Dataset excerpt:

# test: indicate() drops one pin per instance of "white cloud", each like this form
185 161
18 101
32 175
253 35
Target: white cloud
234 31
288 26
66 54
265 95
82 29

◆ What to produce ◆
Rewrite the items above, changing "white cloud" to "cumulus cloud" wherever it occurs and keeping every other line unchanged.

◆ Full response ◆
# test: indicate() drops one pin per instance of "cumulus cloud", each like this form
185 161
18 101
32 175
253 35
Target: cumulus cloud
234 31
288 26
66 54
265 95
82 29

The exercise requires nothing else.